**Problem details**
Copy the records that follow exactly as written, but not their pictures.

**Given data**
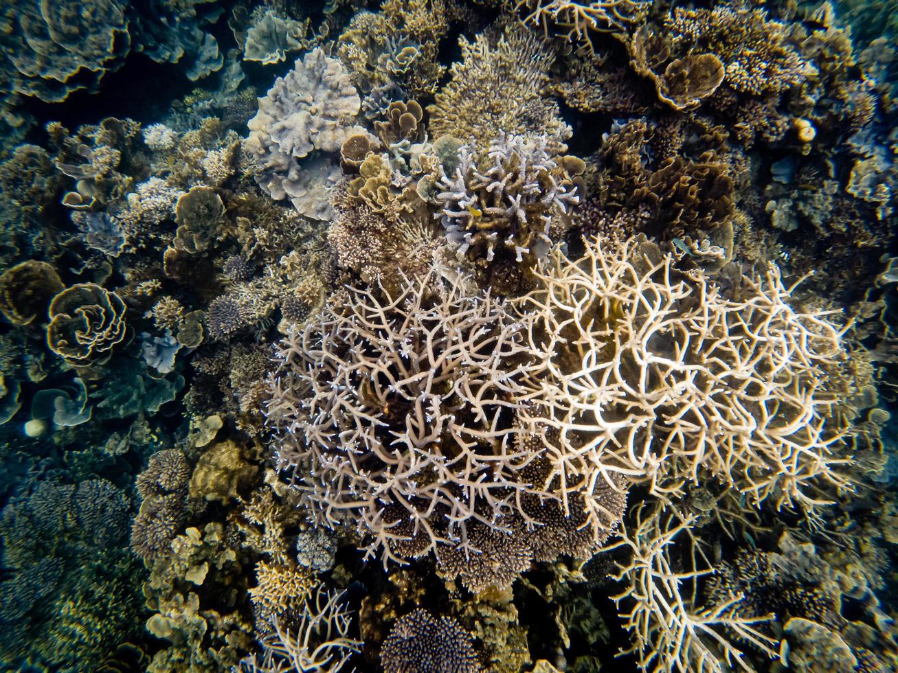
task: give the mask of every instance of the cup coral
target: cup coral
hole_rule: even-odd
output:
[[[66,363],[86,366],[109,358],[125,338],[125,302],[92,283],[63,290],[50,302],[47,345]]]

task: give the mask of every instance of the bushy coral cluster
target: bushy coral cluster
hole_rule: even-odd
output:
[[[894,669],[884,16],[0,10],[0,669]]]

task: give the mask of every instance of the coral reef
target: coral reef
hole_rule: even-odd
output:
[[[93,284],[73,285],[57,294],[48,315],[48,345],[75,366],[108,358],[125,338],[125,302]]]
[[[7,2],[0,669],[898,669],[886,5]]]
[[[458,622],[445,616],[436,619],[421,608],[393,625],[383,641],[381,664],[386,673],[437,669],[452,673],[482,670],[471,636]]]

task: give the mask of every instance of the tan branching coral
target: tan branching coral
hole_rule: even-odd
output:
[[[622,476],[665,496],[714,479],[779,507],[850,487],[827,373],[846,356],[841,328],[794,309],[775,267],[724,296],[674,263],[647,241],[587,240],[582,259],[553,252],[519,301],[539,315],[520,399],[552,431],[558,493]]]
[[[480,590],[534,557],[588,553],[622,503],[586,488],[562,512],[541,443],[517,439],[521,322],[465,285],[352,291],[283,342],[268,415],[277,468],[318,525],[356,524],[384,564],[434,550]]]
[[[707,96],[710,84],[720,83],[717,62],[722,64],[724,83],[756,96],[779,93],[815,74],[816,67],[802,57],[788,37],[786,24],[769,20],[763,9],[747,9],[738,4],[713,9],[677,7],[665,18],[663,26],[647,24],[637,31],[629,49],[636,70],[650,75],[662,100],[679,108],[682,102],[695,104],[691,98],[700,100]],[[702,95],[687,95],[681,101],[682,94],[675,92],[682,84],[674,83],[682,79],[676,73],[683,70],[684,64],[676,65],[676,61],[684,58],[692,61],[691,71],[696,65],[693,59],[707,61],[702,68],[707,72],[701,75],[700,86],[696,87],[695,79],[686,88]]]
[[[564,151],[571,129],[558,103],[543,96],[550,85],[554,57],[549,46],[521,26],[497,37],[480,33],[473,42],[459,39],[462,60],[452,80],[427,108],[433,137],[444,134],[486,144],[499,133],[526,134],[540,129],[553,151]]]
[[[444,615],[437,619],[420,607],[393,625],[381,648],[381,665],[386,673],[483,670],[474,653],[471,634],[454,618]]]
[[[445,0],[386,0],[358,12],[337,39],[337,55],[364,92],[400,86],[412,98],[431,95],[445,66],[440,41],[449,31]]]
[[[553,220],[580,202],[574,176],[550,156],[542,135],[503,134],[484,153],[462,145],[454,173],[442,172],[436,202],[446,238],[460,258],[532,266],[551,245]],[[580,172],[585,167],[579,162]]]
[[[75,366],[109,358],[125,338],[125,302],[92,283],[63,290],[50,302],[48,313],[47,345]]]
[[[759,628],[771,617],[730,615],[741,596],[709,607],[695,604],[695,582],[713,571],[707,566],[683,571],[672,561],[675,546],[694,544],[691,525],[691,519],[678,519],[661,507],[640,506],[634,524],[621,530],[621,540],[607,547],[630,555],[615,576],[626,588],[614,597],[633,638],[629,651],[643,671],[653,673],[752,671],[739,647],[777,658],[779,643]],[[690,555],[693,560],[698,556],[695,551],[687,551]]]
[[[213,444],[197,461],[190,477],[190,497],[227,503],[239,496],[258,469],[244,459],[243,450],[233,440]]]
[[[319,589],[293,619],[278,620],[260,640],[262,656],[241,662],[247,673],[339,671],[362,642],[349,635],[352,617],[343,595]]]
[[[517,8],[533,10],[525,22],[548,28],[550,20],[568,29],[568,38],[577,39],[592,49],[593,31],[625,31],[646,18],[650,0],[598,0],[571,3],[567,0],[518,0]]]

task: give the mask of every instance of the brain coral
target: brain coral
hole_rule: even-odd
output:
[[[63,290],[50,302],[47,345],[69,364],[86,366],[108,358],[125,337],[125,302],[92,283]]]
[[[364,129],[351,125],[362,101],[340,62],[313,49],[278,77],[248,122],[243,148],[256,163],[256,180],[272,198],[286,198],[300,178],[297,160],[313,150],[339,152]]]
[[[472,590],[587,555],[622,497],[585,487],[561,510],[542,444],[516,424],[522,322],[463,279],[435,284],[351,291],[284,340],[268,409],[278,468],[314,523],[356,524],[384,564],[434,550]]]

**Written solution**
task: give the mask of every instance of the cup coral
target: cup coral
hole_rule: even-odd
output:
[[[66,363],[86,366],[109,358],[125,338],[125,302],[92,283],[63,290],[50,302],[47,345]]]

task: give the mask of every instance of the bushy coral cluster
target: bushy coral cluster
hole_rule: even-odd
output:
[[[894,669],[884,16],[0,10],[0,669]]]

task: give the mask of every instance of the coral reef
target: coral reef
hole_rule: even-odd
output:
[[[93,284],[73,285],[57,294],[48,315],[48,345],[75,366],[108,358],[125,338],[125,302]]]
[[[7,2],[0,669],[898,669],[886,5]]]
[[[458,622],[445,616],[436,619],[421,608],[393,625],[383,641],[381,664],[386,673],[437,669],[452,673],[482,670],[471,636]]]

task: give the mask of every instance of the tan branching coral
target: tan branching coral
hole_rule: even-odd
output:
[[[622,476],[665,496],[714,479],[779,507],[850,487],[827,373],[846,356],[841,328],[794,309],[775,267],[724,296],[674,263],[647,241],[587,240],[582,259],[553,252],[519,301],[539,315],[520,399],[552,431],[558,493]]]
[[[480,590],[534,557],[588,553],[622,503],[586,488],[562,512],[541,443],[517,439],[521,322],[465,285],[352,291],[283,342],[268,415],[277,468],[318,525],[356,524],[384,564],[434,550]]]
[[[707,96],[710,84],[720,83],[717,62],[722,64],[724,83],[756,96],[779,93],[815,74],[816,67],[802,57],[788,37],[786,24],[769,20],[763,9],[747,9],[738,4],[713,9],[677,7],[665,18],[663,26],[647,24],[637,31],[629,49],[636,70],[650,75],[662,100],[679,108],[682,102],[695,104],[691,98],[700,100]],[[702,95],[687,95],[681,101],[682,94],[675,92],[682,84],[674,83],[682,79],[676,73],[683,70],[684,64],[676,65],[676,61],[684,58],[692,61],[691,71],[696,65],[693,59],[707,61],[702,68],[707,72],[701,75],[700,86],[696,87],[695,79],[686,88]]]
[[[564,151],[571,129],[558,103],[543,96],[550,85],[554,57],[549,46],[521,26],[497,37],[480,33],[473,42],[459,39],[462,60],[452,80],[427,108],[433,137],[444,134],[486,144],[499,133],[526,134],[540,129],[553,151]]]
[[[444,615],[437,619],[420,607],[393,625],[381,648],[381,665],[386,673],[483,670],[474,653],[471,634],[454,618]]]
[[[445,0],[386,0],[358,12],[337,39],[337,55],[364,92],[400,86],[412,98],[431,95],[445,66],[440,41],[449,31]]]
[[[553,220],[580,202],[574,176],[550,156],[542,135],[503,134],[484,153],[462,145],[454,173],[442,172],[436,202],[446,238],[460,258],[532,266],[551,245]],[[580,172],[585,167],[579,162]]]
[[[75,366],[109,358],[125,338],[125,302],[92,283],[63,290],[50,302],[48,313],[47,345]]]
[[[759,628],[771,617],[730,615],[741,596],[709,607],[695,604],[695,582],[713,571],[707,566],[683,571],[672,561],[675,546],[694,544],[691,525],[691,519],[678,519],[661,507],[640,506],[634,524],[621,530],[621,540],[607,547],[630,555],[615,576],[626,588],[614,597],[633,638],[629,651],[643,671],[653,673],[752,671],[739,647],[777,658],[779,643]],[[690,555],[693,560],[698,556],[695,551],[687,551]]]
[[[213,444],[197,461],[190,477],[190,497],[227,503],[239,496],[258,469],[244,459],[243,450],[233,440]]]
[[[319,589],[293,619],[278,620],[260,640],[262,656],[241,662],[247,673],[339,671],[362,642],[349,635],[352,617],[343,595]]]
[[[517,8],[533,10],[525,22],[548,28],[550,20],[568,29],[568,38],[577,39],[592,49],[593,31],[625,31],[646,18],[650,0],[598,0],[571,3],[567,0],[518,0]]]

task: give the mask of every instance of the brain coral
target: brain coral
hole_rule: even-odd
output:
[[[63,290],[50,302],[47,345],[69,364],[86,366],[108,358],[125,337],[125,302],[92,283]]]
[[[364,129],[351,125],[362,101],[340,62],[313,49],[278,77],[248,122],[243,148],[256,163],[256,180],[272,198],[286,198],[300,178],[297,160],[313,150],[339,152]]]
[[[472,590],[587,555],[622,497],[585,487],[561,510],[542,444],[516,424],[522,322],[463,279],[435,284],[351,291],[284,340],[268,409],[278,468],[314,523],[356,524],[384,564],[434,550]]]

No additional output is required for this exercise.